### Activity
Reproduce all entries word for word.

### Data to examine

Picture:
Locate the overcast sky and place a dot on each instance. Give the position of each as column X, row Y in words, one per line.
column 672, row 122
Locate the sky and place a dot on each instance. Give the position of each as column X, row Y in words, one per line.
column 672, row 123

### Response to this task
Picture:
Locate the overcast sky and place a dot on each instance. Give the position of each as column X, row Y in words, one per line.
column 672, row 122
Locate the sky and place a dot on each instance. Give the position of each as column X, row Y in words, one per line.
column 672, row 123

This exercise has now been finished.